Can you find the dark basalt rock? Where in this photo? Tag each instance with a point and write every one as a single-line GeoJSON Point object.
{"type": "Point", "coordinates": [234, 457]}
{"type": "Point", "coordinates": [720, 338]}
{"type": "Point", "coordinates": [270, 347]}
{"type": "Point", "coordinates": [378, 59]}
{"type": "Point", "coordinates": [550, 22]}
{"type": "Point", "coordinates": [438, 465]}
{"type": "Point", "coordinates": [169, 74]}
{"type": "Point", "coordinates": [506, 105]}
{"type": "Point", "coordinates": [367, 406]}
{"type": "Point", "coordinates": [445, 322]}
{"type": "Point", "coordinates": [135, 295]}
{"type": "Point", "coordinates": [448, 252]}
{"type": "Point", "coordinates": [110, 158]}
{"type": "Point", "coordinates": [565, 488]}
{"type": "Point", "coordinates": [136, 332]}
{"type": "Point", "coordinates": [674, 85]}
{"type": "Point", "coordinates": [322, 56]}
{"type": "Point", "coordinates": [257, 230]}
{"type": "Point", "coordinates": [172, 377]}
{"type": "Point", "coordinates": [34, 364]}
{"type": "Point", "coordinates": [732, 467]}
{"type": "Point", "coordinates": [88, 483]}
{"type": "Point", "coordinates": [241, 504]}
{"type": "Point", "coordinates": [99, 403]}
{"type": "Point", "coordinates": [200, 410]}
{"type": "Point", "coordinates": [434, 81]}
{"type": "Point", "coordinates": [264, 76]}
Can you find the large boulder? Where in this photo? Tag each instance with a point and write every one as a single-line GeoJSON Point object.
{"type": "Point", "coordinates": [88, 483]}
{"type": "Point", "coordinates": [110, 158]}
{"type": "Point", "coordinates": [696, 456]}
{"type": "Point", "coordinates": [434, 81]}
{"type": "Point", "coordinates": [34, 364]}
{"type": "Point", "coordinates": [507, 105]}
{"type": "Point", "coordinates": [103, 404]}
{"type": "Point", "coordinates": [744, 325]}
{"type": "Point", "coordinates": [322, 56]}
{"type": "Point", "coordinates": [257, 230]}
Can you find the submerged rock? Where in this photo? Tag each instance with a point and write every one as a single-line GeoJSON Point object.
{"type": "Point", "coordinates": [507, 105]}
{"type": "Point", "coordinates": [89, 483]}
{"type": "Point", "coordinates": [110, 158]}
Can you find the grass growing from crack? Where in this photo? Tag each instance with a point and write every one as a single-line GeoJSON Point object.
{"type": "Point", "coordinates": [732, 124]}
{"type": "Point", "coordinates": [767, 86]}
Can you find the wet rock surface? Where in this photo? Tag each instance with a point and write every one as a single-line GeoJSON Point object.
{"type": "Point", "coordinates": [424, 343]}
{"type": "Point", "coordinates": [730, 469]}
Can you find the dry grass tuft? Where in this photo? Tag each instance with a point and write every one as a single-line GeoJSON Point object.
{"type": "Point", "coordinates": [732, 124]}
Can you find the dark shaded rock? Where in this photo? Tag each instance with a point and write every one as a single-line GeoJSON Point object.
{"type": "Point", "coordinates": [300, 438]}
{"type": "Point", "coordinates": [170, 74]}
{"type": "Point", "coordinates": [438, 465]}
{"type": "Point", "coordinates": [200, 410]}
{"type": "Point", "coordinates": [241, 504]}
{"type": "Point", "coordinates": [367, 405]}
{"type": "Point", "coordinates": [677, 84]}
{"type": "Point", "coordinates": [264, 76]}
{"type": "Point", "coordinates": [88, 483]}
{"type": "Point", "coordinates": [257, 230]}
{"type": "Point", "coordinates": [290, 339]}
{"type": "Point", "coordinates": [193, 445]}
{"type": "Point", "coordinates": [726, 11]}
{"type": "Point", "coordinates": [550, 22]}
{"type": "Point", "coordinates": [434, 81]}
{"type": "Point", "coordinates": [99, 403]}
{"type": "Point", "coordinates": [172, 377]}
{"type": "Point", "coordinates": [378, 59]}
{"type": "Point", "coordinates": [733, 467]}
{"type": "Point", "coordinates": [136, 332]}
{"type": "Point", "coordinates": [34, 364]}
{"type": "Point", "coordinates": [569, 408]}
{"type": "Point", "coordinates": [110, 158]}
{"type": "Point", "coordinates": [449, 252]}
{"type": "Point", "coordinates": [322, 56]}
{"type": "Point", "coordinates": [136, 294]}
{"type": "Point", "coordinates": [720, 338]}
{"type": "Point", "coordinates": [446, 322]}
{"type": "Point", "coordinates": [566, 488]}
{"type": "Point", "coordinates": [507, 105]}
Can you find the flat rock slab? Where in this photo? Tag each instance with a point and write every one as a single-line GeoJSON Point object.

What is required: Extract all of the material exactly as it is written.

Output:
Can you find the dark basalt rock? Where in this photo? Tag each instance with a point and write every one as a single-line GeoJSON Point object.
{"type": "Point", "coordinates": [234, 457]}
{"type": "Point", "coordinates": [720, 338]}
{"type": "Point", "coordinates": [270, 347]}
{"type": "Point", "coordinates": [378, 59]}
{"type": "Point", "coordinates": [550, 22]}
{"type": "Point", "coordinates": [438, 465]}
{"type": "Point", "coordinates": [169, 74]}
{"type": "Point", "coordinates": [506, 105]}
{"type": "Point", "coordinates": [367, 406]}
{"type": "Point", "coordinates": [445, 322]}
{"type": "Point", "coordinates": [135, 295]}
{"type": "Point", "coordinates": [448, 252]}
{"type": "Point", "coordinates": [110, 158]}
{"type": "Point", "coordinates": [565, 488]}
{"type": "Point", "coordinates": [136, 332]}
{"type": "Point", "coordinates": [674, 85]}
{"type": "Point", "coordinates": [322, 56]}
{"type": "Point", "coordinates": [257, 230]}
{"type": "Point", "coordinates": [172, 377]}
{"type": "Point", "coordinates": [34, 364]}
{"type": "Point", "coordinates": [732, 467]}
{"type": "Point", "coordinates": [88, 483]}
{"type": "Point", "coordinates": [241, 504]}
{"type": "Point", "coordinates": [99, 403]}
{"type": "Point", "coordinates": [200, 410]}
{"type": "Point", "coordinates": [434, 81]}
{"type": "Point", "coordinates": [264, 76]}
Can you find the large boulder? Where in this photo? Tag each instance with a point and write every one as a single-line GeoJSON Point object.
{"type": "Point", "coordinates": [88, 483]}
{"type": "Point", "coordinates": [110, 158]}
{"type": "Point", "coordinates": [696, 456]}
{"type": "Point", "coordinates": [434, 81]}
{"type": "Point", "coordinates": [34, 364]}
{"type": "Point", "coordinates": [507, 105]}
{"type": "Point", "coordinates": [103, 404]}
{"type": "Point", "coordinates": [744, 325]}
{"type": "Point", "coordinates": [322, 56]}
{"type": "Point", "coordinates": [257, 230]}
Can you find the submerged rock? Where in this photo? Tag each instance with a point and write every one as a single-line GeoJSON Point object.
{"type": "Point", "coordinates": [507, 105]}
{"type": "Point", "coordinates": [89, 483]}
{"type": "Point", "coordinates": [110, 158]}
Can you find the grass growing from crack? Where in this photo? Tag each instance with a point and write every one as a single-line GeoJSON Point object.
{"type": "Point", "coordinates": [732, 124]}
{"type": "Point", "coordinates": [767, 86]}
Can you find the wet rock surface? Where in this photo? Tag each instance with a point and write every one as a single-line GeoJSON Point object.
{"type": "Point", "coordinates": [424, 343]}
{"type": "Point", "coordinates": [730, 469]}
Can you find the dry grass tuft? Where in this photo? Tag each instance with a point and write every one as a single-line GeoJSON Point object.
{"type": "Point", "coordinates": [732, 124]}
Can you find the dark shaded rock? Where in this photo? Tag each instance with a point and write every one as a single-line GeoJSON Point object.
{"type": "Point", "coordinates": [300, 438]}
{"type": "Point", "coordinates": [170, 74]}
{"type": "Point", "coordinates": [438, 465]}
{"type": "Point", "coordinates": [200, 410]}
{"type": "Point", "coordinates": [241, 504]}
{"type": "Point", "coordinates": [367, 405]}
{"type": "Point", "coordinates": [677, 84]}
{"type": "Point", "coordinates": [264, 76]}
{"type": "Point", "coordinates": [88, 483]}
{"type": "Point", "coordinates": [257, 230]}
{"type": "Point", "coordinates": [290, 339]}
{"type": "Point", "coordinates": [193, 445]}
{"type": "Point", "coordinates": [726, 11]}
{"type": "Point", "coordinates": [550, 22]}
{"type": "Point", "coordinates": [434, 81]}
{"type": "Point", "coordinates": [99, 403]}
{"type": "Point", "coordinates": [172, 377]}
{"type": "Point", "coordinates": [378, 59]}
{"type": "Point", "coordinates": [733, 467]}
{"type": "Point", "coordinates": [136, 332]}
{"type": "Point", "coordinates": [34, 364]}
{"type": "Point", "coordinates": [569, 408]}
{"type": "Point", "coordinates": [110, 158]}
{"type": "Point", "coordinates": [449, 252]}
{"type": "Point", "coordinates": [322, 56]}
{"type": "Point", "coordinates": [136, 294]}
{"type": "Point", "coordinates": [720, 338]}
{"type": "Point", "coordinates": [446, 322]}
{"type": "Point", "coordinates": [566, 488]}
{"type": "Point", "coordinates": [507, 105]}
Can you find the flat rock slab? Where in this photo? Tag each instance with a point and write every one as a single-line GeoJSON Point object.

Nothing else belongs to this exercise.